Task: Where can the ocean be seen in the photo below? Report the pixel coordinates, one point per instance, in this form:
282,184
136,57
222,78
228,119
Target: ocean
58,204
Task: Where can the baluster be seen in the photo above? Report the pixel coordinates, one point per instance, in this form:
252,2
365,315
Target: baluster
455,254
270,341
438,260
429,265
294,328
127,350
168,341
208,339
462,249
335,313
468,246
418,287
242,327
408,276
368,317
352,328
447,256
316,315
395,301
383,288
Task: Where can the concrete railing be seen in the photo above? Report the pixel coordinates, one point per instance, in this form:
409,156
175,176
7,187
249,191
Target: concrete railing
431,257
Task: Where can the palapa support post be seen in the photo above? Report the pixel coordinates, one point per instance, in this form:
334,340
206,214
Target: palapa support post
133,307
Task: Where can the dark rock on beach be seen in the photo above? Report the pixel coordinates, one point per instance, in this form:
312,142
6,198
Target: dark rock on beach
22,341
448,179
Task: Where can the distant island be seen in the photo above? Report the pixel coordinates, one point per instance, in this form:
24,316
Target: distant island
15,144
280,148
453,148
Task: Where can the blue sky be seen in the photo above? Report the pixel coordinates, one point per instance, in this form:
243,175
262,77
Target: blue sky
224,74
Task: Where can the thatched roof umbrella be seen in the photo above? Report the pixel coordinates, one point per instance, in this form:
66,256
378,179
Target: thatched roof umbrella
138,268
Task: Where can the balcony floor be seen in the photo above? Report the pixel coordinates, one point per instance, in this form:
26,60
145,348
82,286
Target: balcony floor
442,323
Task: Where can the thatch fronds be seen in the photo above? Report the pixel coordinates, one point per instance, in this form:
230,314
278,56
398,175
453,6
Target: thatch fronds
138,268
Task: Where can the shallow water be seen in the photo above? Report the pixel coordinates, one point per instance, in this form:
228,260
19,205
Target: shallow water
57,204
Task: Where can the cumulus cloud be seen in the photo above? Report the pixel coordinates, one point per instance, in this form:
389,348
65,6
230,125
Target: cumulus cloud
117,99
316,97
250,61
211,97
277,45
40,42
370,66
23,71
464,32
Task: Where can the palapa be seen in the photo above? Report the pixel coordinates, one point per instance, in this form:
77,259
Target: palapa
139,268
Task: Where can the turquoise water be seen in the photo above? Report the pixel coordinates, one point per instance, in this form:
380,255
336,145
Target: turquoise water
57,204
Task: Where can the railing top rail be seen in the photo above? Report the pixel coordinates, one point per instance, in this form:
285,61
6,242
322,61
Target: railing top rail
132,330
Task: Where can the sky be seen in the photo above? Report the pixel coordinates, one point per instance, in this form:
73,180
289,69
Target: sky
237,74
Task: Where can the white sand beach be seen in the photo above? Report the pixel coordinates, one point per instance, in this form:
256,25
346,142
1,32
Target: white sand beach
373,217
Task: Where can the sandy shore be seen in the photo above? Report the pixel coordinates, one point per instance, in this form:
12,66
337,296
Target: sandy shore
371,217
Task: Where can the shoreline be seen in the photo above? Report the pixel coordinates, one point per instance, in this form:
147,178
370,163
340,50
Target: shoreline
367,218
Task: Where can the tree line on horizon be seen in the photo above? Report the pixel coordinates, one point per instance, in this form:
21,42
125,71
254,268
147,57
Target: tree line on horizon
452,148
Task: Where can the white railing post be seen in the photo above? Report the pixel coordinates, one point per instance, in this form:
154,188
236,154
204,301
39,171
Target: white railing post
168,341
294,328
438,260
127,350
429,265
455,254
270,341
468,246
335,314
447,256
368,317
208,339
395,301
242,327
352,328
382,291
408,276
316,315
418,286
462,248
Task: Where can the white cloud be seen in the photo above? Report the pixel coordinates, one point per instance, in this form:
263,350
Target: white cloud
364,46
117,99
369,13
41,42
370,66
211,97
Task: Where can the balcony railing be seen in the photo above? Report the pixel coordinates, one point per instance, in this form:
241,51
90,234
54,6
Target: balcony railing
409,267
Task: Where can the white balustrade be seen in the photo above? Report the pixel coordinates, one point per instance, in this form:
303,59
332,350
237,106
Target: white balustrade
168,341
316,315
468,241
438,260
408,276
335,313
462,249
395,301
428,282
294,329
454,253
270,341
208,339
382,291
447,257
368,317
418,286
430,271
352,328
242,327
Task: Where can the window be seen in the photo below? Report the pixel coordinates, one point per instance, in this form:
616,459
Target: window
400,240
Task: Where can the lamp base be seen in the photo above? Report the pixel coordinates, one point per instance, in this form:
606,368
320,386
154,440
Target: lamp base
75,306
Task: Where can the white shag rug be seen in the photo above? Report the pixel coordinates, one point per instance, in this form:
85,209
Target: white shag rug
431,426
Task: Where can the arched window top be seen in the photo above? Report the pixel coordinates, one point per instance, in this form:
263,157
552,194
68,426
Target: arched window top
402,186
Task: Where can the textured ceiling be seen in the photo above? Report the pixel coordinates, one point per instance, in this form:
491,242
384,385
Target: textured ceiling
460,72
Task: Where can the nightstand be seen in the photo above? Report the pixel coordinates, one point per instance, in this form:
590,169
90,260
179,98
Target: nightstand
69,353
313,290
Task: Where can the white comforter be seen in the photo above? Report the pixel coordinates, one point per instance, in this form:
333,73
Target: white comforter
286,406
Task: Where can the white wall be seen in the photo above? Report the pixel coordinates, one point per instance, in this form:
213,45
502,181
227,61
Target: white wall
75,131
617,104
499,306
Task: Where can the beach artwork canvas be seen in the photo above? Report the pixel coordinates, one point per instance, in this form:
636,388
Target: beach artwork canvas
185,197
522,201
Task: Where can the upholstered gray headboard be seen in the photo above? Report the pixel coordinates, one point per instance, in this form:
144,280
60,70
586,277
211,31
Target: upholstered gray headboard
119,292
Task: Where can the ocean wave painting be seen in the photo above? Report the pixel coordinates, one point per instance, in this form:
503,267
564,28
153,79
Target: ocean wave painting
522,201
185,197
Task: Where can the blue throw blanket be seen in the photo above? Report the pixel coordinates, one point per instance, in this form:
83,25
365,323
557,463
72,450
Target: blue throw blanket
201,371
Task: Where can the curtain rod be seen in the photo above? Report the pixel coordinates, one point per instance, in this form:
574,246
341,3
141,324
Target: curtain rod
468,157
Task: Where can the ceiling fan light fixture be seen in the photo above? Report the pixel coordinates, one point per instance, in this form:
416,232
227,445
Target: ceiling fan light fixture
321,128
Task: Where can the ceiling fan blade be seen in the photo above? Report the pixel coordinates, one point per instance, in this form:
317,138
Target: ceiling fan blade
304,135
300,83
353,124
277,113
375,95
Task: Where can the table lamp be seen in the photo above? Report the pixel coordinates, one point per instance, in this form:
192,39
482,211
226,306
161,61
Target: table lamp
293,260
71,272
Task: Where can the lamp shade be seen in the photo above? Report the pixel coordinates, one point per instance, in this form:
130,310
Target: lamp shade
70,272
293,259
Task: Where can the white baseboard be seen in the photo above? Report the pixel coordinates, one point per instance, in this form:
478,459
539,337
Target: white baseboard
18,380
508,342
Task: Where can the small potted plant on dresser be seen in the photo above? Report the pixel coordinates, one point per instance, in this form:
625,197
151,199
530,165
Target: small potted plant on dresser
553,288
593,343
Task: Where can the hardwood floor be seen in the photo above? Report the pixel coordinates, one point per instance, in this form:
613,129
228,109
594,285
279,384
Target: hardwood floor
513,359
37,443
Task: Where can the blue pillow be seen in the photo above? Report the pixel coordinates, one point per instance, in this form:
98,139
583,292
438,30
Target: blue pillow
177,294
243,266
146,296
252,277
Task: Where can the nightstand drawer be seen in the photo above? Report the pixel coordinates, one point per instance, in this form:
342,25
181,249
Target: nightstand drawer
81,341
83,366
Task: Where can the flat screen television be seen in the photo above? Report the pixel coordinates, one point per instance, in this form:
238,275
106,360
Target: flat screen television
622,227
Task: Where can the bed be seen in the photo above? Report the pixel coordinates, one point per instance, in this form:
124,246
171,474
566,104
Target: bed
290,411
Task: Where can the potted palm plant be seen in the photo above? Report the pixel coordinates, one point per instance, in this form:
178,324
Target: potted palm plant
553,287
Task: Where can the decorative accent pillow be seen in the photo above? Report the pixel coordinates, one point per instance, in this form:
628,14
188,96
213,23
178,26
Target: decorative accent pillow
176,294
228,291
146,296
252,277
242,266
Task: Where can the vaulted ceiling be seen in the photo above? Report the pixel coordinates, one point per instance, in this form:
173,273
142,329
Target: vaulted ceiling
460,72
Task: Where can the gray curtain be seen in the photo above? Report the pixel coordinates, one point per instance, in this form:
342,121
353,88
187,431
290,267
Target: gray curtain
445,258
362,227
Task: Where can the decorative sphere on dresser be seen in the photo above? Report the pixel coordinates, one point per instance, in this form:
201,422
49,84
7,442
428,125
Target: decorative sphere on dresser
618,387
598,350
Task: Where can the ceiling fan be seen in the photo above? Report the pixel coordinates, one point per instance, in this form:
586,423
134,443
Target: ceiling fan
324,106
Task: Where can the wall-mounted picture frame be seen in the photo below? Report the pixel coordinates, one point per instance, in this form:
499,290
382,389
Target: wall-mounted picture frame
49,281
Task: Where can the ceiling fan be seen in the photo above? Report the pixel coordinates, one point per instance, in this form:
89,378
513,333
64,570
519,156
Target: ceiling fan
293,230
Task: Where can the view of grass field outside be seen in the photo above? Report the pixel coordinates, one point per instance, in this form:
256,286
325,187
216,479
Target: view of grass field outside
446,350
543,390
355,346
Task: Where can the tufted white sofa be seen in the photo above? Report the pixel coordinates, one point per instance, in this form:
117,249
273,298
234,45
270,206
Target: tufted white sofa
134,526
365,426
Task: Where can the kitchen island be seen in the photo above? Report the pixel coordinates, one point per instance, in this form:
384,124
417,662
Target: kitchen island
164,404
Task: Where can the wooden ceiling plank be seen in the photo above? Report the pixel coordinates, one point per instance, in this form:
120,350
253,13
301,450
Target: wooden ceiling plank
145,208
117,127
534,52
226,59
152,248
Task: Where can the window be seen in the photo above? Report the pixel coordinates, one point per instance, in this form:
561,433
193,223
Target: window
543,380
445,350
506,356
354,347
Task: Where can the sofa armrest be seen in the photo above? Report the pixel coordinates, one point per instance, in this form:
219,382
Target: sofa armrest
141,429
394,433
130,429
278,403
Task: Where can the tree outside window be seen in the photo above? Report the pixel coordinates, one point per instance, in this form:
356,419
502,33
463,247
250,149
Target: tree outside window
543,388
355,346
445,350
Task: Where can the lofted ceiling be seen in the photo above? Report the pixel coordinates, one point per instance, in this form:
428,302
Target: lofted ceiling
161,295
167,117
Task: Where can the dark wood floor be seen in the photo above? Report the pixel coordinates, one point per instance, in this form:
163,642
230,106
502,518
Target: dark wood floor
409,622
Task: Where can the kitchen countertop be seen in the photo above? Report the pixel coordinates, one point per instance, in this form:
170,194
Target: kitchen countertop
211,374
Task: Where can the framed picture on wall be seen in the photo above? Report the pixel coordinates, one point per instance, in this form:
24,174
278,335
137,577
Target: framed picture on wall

THE TASK: All lines holding the word "framed" must be found in the listing and copied.

RESULT OF THE TASK:
Task: Where can the framed picture on wall be seen in the photo above? Report the pixel coordinates, one point per instance, in this form:
Target: framed picture on wall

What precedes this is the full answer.